# [Exercise directions]
Copy each line of the items below word for word.

# [Exercise data]
## Begin

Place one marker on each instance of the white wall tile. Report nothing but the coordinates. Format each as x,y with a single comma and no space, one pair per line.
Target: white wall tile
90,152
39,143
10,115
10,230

## End

# [Solution to the problem]
Place one marker on each instance of the white wall tile. Report nothing but the coordinates. Format each as x,y with a single comma and no space, one pair per line.
Target: white wall tile
90,152
39,143
10,115
10,230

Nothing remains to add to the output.